Stored data entries ->
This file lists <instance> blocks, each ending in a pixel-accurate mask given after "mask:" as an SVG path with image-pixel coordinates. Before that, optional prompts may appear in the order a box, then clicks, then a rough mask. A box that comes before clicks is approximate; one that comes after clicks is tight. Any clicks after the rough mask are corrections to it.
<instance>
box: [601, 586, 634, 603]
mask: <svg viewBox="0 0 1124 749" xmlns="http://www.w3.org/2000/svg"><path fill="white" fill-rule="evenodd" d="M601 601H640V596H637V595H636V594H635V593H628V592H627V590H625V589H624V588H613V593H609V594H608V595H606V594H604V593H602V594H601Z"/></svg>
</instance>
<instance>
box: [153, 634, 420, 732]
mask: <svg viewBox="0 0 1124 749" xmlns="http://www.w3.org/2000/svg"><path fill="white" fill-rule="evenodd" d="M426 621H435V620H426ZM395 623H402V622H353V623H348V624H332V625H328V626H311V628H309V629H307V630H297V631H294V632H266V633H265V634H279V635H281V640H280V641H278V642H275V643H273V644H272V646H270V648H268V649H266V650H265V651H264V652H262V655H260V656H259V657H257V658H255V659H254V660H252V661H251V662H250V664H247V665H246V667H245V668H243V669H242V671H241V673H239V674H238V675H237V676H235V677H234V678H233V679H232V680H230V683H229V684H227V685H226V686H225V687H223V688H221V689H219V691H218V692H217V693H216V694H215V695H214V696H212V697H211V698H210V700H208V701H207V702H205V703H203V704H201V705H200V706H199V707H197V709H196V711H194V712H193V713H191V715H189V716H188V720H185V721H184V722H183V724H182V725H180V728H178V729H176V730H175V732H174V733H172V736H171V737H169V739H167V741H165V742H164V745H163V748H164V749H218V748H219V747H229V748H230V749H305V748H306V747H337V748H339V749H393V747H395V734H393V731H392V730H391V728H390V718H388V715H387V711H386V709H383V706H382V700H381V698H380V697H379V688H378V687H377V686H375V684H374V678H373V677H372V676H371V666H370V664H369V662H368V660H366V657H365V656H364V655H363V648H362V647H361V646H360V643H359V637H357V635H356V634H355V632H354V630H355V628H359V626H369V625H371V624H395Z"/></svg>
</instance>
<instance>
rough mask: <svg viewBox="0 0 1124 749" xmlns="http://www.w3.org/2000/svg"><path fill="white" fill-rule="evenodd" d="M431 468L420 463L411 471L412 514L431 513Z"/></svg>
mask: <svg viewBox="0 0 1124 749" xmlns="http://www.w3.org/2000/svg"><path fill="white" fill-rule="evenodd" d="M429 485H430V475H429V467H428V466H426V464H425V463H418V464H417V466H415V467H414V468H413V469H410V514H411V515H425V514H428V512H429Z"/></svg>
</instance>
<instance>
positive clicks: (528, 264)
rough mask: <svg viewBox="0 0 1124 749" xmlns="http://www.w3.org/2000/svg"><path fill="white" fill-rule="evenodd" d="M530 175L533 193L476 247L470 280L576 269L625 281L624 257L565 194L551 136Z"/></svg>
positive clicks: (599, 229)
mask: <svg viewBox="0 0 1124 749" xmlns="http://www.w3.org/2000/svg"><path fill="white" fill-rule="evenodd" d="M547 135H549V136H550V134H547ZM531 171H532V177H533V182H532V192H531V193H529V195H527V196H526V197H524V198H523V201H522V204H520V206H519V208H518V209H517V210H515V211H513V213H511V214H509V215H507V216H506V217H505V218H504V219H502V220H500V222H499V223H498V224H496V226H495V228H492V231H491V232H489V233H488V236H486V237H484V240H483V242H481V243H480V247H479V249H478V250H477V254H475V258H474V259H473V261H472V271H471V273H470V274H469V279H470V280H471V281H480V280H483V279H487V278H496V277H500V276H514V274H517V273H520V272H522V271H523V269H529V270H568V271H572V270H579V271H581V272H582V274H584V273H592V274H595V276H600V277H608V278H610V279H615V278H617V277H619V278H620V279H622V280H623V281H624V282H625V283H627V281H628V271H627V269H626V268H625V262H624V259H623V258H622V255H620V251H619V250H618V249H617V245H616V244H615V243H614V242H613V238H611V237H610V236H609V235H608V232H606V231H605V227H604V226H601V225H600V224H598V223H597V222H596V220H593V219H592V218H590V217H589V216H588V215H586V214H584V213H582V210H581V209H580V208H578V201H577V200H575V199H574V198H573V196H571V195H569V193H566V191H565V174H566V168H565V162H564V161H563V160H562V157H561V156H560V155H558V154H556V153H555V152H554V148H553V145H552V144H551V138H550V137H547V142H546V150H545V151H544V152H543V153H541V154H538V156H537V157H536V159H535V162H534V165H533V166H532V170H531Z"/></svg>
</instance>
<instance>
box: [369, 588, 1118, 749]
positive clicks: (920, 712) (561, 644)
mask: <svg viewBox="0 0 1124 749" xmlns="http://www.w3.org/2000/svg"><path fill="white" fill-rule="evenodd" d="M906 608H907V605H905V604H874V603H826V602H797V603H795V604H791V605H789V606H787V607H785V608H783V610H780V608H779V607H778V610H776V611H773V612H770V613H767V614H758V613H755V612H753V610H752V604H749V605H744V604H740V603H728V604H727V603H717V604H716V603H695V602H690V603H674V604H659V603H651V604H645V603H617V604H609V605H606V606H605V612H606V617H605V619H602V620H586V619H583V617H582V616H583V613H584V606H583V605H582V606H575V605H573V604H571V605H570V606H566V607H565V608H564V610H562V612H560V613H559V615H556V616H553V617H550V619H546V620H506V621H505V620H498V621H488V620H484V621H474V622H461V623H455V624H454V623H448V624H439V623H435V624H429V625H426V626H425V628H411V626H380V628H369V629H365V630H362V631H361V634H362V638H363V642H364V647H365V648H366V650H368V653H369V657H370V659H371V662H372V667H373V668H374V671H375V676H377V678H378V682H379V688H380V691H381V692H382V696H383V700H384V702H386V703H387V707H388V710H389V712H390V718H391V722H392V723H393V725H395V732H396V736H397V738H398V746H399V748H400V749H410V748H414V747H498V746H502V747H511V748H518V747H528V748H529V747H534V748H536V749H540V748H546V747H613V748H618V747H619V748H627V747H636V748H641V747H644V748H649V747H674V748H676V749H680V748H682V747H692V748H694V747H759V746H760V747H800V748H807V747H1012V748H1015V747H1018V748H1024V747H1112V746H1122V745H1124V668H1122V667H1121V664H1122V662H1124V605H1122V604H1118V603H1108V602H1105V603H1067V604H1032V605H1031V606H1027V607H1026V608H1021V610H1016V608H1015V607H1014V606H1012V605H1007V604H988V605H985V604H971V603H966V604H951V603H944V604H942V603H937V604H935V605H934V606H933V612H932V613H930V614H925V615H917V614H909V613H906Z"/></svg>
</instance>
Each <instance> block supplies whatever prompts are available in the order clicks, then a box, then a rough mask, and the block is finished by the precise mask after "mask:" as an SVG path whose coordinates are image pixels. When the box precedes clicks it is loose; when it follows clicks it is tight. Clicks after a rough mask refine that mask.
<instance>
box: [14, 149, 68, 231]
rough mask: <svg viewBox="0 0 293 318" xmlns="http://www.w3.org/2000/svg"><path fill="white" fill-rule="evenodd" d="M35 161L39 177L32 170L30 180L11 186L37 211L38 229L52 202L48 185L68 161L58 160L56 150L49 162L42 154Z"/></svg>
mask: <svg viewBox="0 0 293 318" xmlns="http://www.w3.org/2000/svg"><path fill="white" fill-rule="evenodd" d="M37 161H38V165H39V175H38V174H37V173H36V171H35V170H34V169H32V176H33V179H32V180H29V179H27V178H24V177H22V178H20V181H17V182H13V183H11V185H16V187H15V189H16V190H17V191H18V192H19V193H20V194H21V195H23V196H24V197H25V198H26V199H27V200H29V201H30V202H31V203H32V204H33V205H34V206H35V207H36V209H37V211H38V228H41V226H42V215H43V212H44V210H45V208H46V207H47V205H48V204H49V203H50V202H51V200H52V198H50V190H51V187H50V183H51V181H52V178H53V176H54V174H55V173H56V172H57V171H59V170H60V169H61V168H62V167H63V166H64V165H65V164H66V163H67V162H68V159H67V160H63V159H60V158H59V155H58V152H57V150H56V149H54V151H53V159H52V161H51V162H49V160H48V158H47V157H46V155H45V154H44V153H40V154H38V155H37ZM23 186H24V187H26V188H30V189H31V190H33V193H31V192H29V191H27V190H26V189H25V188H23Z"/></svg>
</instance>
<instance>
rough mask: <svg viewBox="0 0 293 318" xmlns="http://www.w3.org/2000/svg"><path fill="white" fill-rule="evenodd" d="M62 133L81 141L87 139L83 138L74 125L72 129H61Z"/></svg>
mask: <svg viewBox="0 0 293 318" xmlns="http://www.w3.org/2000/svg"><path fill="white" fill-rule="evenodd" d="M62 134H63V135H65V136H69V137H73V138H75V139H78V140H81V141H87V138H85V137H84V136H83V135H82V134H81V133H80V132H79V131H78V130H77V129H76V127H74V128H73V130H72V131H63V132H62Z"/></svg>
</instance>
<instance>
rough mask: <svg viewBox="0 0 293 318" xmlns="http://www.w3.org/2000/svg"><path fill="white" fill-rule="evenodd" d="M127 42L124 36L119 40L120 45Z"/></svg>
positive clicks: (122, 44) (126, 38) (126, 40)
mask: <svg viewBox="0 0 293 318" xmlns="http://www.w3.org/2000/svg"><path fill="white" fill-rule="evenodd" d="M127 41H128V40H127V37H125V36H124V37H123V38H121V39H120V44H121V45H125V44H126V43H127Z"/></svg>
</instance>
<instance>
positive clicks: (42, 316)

REQUIRED ACTION -> Count the lines in the records that contain the string "then", matching case exactly, and reply with the number alone.

WRITTEN SOLUTION -> 2